===== RECORDS PROVIDED

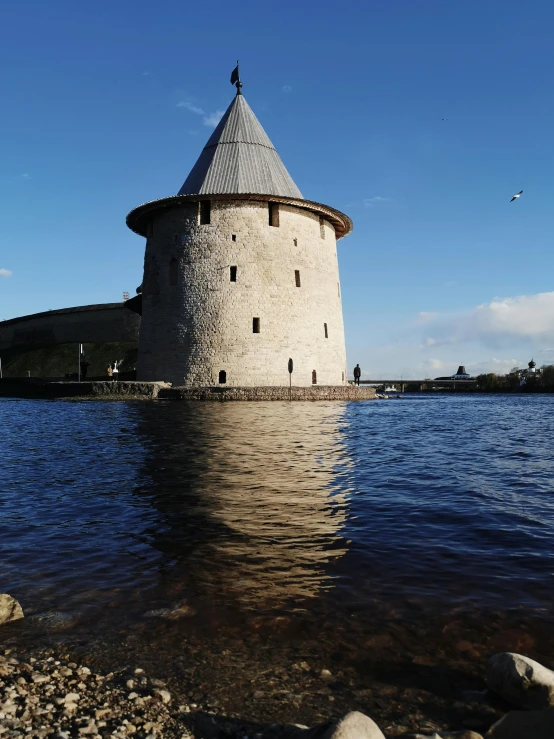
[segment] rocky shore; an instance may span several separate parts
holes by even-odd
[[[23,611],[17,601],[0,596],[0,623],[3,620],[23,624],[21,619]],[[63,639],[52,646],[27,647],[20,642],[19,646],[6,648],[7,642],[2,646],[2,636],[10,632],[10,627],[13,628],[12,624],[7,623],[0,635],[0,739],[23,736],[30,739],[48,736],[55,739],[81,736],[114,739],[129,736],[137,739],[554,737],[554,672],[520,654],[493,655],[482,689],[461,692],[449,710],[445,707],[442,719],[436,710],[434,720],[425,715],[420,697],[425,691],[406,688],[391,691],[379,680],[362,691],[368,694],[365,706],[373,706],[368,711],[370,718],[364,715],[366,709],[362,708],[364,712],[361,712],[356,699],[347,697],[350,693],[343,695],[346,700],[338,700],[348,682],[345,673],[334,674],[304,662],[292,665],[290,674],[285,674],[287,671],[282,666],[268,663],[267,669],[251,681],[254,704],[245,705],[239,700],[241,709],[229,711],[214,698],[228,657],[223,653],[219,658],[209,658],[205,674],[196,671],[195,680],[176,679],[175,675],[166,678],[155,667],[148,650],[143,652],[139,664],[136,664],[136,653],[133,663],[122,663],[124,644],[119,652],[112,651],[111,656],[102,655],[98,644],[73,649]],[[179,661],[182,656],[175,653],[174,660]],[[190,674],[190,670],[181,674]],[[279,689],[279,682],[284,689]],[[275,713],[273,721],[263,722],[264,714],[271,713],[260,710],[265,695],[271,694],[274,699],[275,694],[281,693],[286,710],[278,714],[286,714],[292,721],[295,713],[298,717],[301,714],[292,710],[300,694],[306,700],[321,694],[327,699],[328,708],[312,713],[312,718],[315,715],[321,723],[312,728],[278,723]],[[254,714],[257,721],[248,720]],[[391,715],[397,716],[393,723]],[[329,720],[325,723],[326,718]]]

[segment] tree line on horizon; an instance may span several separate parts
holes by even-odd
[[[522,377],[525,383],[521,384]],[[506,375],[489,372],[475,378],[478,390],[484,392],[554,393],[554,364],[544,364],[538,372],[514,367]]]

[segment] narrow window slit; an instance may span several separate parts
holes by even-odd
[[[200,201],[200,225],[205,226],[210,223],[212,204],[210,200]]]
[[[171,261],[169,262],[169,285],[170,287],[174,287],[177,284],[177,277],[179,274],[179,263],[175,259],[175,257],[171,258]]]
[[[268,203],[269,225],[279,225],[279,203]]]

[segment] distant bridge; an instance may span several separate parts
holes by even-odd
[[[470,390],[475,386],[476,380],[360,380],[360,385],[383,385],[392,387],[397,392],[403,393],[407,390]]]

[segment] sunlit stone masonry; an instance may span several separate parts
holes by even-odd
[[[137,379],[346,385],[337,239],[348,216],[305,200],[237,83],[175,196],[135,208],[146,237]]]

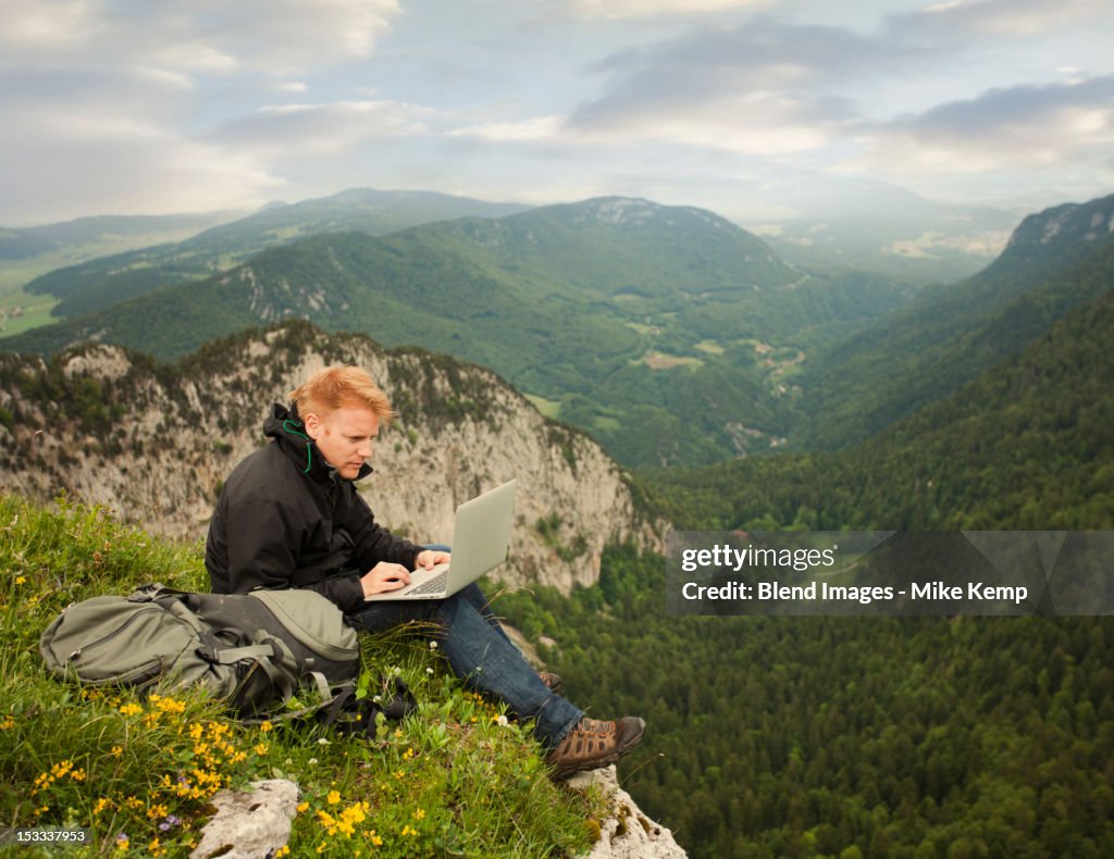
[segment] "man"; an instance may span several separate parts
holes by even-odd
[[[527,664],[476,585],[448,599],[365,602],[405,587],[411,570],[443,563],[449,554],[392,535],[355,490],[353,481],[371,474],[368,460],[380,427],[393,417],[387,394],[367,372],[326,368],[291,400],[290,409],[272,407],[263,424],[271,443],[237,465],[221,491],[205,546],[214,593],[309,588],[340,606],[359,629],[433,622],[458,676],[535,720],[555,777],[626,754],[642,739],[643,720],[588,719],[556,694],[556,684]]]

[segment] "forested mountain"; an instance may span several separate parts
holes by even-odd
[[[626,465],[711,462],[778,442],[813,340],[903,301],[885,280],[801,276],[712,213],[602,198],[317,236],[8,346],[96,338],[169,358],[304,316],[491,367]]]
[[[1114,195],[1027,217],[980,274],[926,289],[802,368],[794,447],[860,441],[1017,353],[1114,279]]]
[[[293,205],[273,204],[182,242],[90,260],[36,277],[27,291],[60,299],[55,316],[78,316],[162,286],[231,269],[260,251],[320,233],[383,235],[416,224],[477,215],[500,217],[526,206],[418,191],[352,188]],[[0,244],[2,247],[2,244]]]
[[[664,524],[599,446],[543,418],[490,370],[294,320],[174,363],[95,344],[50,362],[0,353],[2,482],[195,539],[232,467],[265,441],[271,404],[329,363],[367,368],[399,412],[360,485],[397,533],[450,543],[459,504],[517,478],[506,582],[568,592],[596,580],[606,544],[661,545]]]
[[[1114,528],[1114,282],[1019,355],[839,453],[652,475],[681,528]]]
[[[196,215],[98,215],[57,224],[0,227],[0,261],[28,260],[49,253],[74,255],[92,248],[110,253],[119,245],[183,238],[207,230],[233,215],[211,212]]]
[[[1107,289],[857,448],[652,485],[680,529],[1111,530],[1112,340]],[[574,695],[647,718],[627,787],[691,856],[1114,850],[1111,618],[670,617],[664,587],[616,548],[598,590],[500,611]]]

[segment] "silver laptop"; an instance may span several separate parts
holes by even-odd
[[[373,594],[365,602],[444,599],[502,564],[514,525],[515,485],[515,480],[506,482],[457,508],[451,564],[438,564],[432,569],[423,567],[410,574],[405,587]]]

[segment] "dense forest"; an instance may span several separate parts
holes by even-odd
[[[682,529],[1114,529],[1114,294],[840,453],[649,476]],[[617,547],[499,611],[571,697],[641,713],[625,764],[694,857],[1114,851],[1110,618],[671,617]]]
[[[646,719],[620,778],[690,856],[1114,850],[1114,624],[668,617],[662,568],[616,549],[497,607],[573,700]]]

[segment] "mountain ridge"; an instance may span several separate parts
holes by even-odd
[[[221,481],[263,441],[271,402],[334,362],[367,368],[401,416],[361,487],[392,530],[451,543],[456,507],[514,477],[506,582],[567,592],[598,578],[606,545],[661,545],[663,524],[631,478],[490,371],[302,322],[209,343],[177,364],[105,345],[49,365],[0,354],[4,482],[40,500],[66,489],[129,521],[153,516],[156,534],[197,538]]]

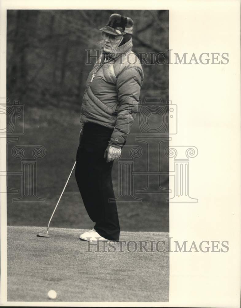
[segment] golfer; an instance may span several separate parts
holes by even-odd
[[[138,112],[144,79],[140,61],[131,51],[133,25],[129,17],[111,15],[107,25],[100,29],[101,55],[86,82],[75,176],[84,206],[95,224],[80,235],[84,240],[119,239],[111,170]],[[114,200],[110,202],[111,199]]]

==========

**EXERCISE OBJECTIVE:** Transcribe all of the lines above exactly as they appear, and leave the pictures out of your answer.

**OUTPUT FOR THIS TASK:**
[segment] rocky shore; an instance may span several separate parts
holes by even-odd
[[[23,611],[17,601],[0,596],[0,623],[3,620],[23,624],[21,619]],[[63,639],[52,646],[27,647],[20,642],[19,646],[6,648],[7,642],[2,646],[2,636],[10,632],[10,627],[13,628],[12,624],[7,623],[0,635],[0,739],[23,736],[30,739],[48,736],[55,739],[81,736],[114,739],[129,736],[137,739],[554,737],[554,672],[520,654],[493,655],[482,689],[461,692],[449,710],[445,707],[442,719],[436,710],[434,720],[425,715],[420,697],[425,691],[406,688],[391,691],[379,680],[362,691],[368,694],[365,706],[373,706],[368,711],[370,718],[364,715],[366,709],[362,708],[364,712],[361,712],[356,699],[347,697],[350,693],[343,695],[346,700],[338,700],[348,682],[345,673],[334,674],[304,662],[292,665],[290,674],[285,674],[287,671],[282,666],[268,663],[267,669],[251,681],[254,704],[245,705],[239,700],[241,709],[229,711],[214,698],[228,657],[223,653],[219,658],[209,658],[205,674],[196,671],[195,680],[176,679],[175,675],[166,678],[155,667],[148,650],[143,652],[139,664],[136,664],[136,653],[133,663],[122,663],[124,644],[119,652],[112,651],[111,656],[102,655],[98,644],[73,649]],[[179,661],[182,656],[175,653],[174,660]],[[190,674],[190,670],[181,674]],[[279,689],[279,682],[284,689]],[[275,713],[273,721],[263,722],[264,714],[271,713],[260,710],[265,695],[271,694],[274,699],[275,694],[281,693],[286,710],[278,714],[286,714],[292,721],[295,713],[298,717],[301,714],[292,710],[300,694],[306,700],[321,694],[327,699],[328,708],[312,713],[312,718],[315,715],[321,723],[312,728],[278,723]],[[254,714],[257,721],[248,720]],[[391,715],[397,716],[393,723]],[[329,720],[325,723],[326,718]]]

[segment] tree line on horizon; an instance may span several separate parts
holes by even-odd
[[[522,377],[525,383],[521,384]],[[506,375],[489,372],[475,378],[478,390],[484,392],[554,393],[554,364],[544,364],[538,372],[514,367]]]

[segment] narrow window slit; an instance may span several separate parts
holes by even-odd
[[[200,201],[200,225],[205,226],[210,223],[212,204],[210,200]]]
[[[171,261],[169,262],[169,285],[170,287],[174,287],[177,284],[177,277],[179,274],[179,263],[175,259],[175,257],[171,258]]]
[[[268,203],[269,225],[279,225],[279,203]]]

[segment] distant bridge; an instance may span several separate parts
holes by even-odd
[[[470,390],[475,386],[476,380],[360,380],[360,385],[383,385],[392,387],[397,392],[403,393],[407,390]]]

[segment] sunlit stone masonry; an instance may span several separate parts
holes by even-odd
[[[137,379],[346,385],[337,239],[348,216],[305,200],[237,83],[175,196],[135,208],[146,237]]]

[segment] "man"; an instance may span several separate parts
holes by even-odd
[[[527,664],[476,585],[448,599],[365,602],[405,587],[411,570],[443,563],[449,554],[392,535],[355,490],[353,481],[371,474],[368,460],[380,427],[393,417],[387,394],[367,372],[326,368],[291,400],[290,409],[272,407],[263,424],[271,443],[237,465],[221,491],[205,546],[214,593],[309,588],[340,606],[359,629],[433,622],[458,676],[535,720],[555,777],[626,754],[642,739],[643,720],[588,719],[556,694],[556,684]]]

[segment] "forested mountain"; an instance may span several separate parts
holes by even-odd
[[[626,465],[711,462],[778,442],[813,340],[903,301],[885,280],[801,276],[712,213],[602,198],[317,236],[8,346],[96,338],[169,358],[304,316],[491,367]]]
[[[1114,195],[1027,217],[980,274],[926,289],[802,368],[794,447],[860,441],[1017,353],[1114,279]]]
[[[293,205],[273,204],[182,242],[90,260],[36,277],[27,291],[60,299],[55,316],[78,316],[162,286],[231,269],[260,251],[320,233],[383,235],[416,224],[477,215],[500,217],[526,206],[418,191],[352,188]],[[0,244],[2,247],[2,244]]]
[[[664,524],[599,446],[543,418],[490,370],[294,320],[174,363],[95,344],[50,362],[0,353],[2,482],[195,539],[232,467],[265,441],[271,404],[329,363],[367,368],[399,412],[360,485],[397,533],[450,543],[459,504],[517,478],[506,582],[568,592],[596,580],[606,544],[661,545]]]
[[[1114,528],[1114,282],[1019,355],[839,453],[652,475],[681,528]]]
[[[196,215],[98,215],[57,224],[0,227],[0,261],[28,260],[49,253],[74,255],[92,248],[110,253],[119,245],[183,238],[207,230],[233,215],[211,212]]]
[[[1107,289],[857,448],[652,485],[680,529],[1111,530],[1112,340]],[[574,695],[647,718],[627,787],[691,856],[1114,850],[1111,618],[670,617],[664,587],[616,548],[598,590],[500,611]]]

[segment] "silver laptop"; an instance may span several separate parts
holes by even-odd
[[[373,594],[365,602],[444,599],[502,564],[514,525],[515,485],[515,480],[506,482],[457,508],[451,564],[438,564],[432,569],[423,567],[410,574],[405,587]]]

[segment] "dense forest"; an instance may span several separate parts
holes by even-odd
[[[682,529],[1114,529],[1114,294],[840,453],[649,476]],[[617,547],[499,611],[571,697],[641,713],[625,764],[694,857],[1114,851],[1110,618],[671,617]]]
[[[646,719],[620,778],[690,856],[1114,850],[1114,624],[668,617],[662,568],[616,549],[497,607],[573,700]]]

[segment] "mountain ridge"; an instance may span several separate parts
holes by even-odd
[[[221,481],[263,441],[271,402],[334,362],[367,368],[401,416],[361,487],[392,530],[451,543],[456,507],[514,477],[506,582],[567,592],[598,578],[606,545],[661,545],[663,524],[631,478],[490,371],[302,322],[209,343],[177,364],[105,345],[49,365],[0,354],[4,482],[40,500],[66,489],[129,521],[153,516],[156,534],[197,538]]]

[segment] golfer; an instance may span several separate parts
holes by even-odd
[[[138,112],[144,79],[140,61],[131,51],[133,25],[129,17],[111,15],[107,25],[100,29],[101,55],[86,82],[75,176],[84,206],[95,224],[80,235],[84,240],[119,239],[111,170]],[[114,200],[110,202],[111,199]]]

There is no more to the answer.